> [DATOS PROPORCIONADOS]:
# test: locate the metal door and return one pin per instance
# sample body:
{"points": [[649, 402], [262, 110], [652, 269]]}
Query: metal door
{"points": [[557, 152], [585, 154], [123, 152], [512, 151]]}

> [EJERCICIO BREVE]: Transforma el listado anterior en una tabla Markdown de dos columnas, «Número» para el número de fila y «Línea del listado» para el texto de cada línea. Deja fuera las líneas en blanco.

> [RESULTADO CORRECTO]:
| Número | Línea del listado |
|---|---|
| 1 | # test: locate the metal door and return one pin per instance |
| 2 | # sample body: |
| 3 | {"points": [[649, 402], [262, 110], [652, 269]]} |
| 4 | Query: metal door |
| 5 | {"points": [[557, 152], [585, 154], [123, 152], [512, 151]]} |